[Data records]

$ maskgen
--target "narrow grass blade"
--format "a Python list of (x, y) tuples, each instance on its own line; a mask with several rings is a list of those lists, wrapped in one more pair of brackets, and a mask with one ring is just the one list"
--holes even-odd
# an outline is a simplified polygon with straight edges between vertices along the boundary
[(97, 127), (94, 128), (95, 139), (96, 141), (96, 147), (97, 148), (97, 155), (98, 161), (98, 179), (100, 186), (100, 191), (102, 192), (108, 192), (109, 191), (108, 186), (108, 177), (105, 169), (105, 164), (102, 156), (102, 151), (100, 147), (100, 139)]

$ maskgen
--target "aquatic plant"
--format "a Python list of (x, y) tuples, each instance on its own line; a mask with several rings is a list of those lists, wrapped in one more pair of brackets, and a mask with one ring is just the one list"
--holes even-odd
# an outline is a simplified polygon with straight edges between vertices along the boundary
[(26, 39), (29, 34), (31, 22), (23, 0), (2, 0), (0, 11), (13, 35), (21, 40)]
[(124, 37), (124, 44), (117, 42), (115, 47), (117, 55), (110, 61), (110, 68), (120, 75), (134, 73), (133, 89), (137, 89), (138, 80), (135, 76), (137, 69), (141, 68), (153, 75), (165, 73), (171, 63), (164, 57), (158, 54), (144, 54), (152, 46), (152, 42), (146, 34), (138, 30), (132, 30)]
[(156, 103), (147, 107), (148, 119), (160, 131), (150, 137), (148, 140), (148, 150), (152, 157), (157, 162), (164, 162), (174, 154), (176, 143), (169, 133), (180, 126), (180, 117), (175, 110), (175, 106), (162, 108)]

Requirement: Starting at the top of the records and stopping after the line that contains "147), (100, 139)]", swap "narrow" for "thin". Give only those lines, with everything else unchanged.

Final result:
$ maskgen
--target "thin grass blade"
--format "a Python list of (x, y) tuples, each instance on its own line; a mask with several rings is a list of those lists, wrapped in one more pair of brackets, and a mask with one ring is just the one list"
--holes even-odd
# an outline is a simplified polygon with straight edges between vertices along the boundary
[(97, 127), (94, 128), (95, 139), (96, 141), (96, 147), (97, 148), (97, 155), (98, 161), (98, 179), (100, 186), (100, 191), (102, 192), (108, 192), (109, 191), (108, 186), (108, 177), (105, 169), (105, 164), (102, 156), (102, 151), (100, 147), (100, 139)]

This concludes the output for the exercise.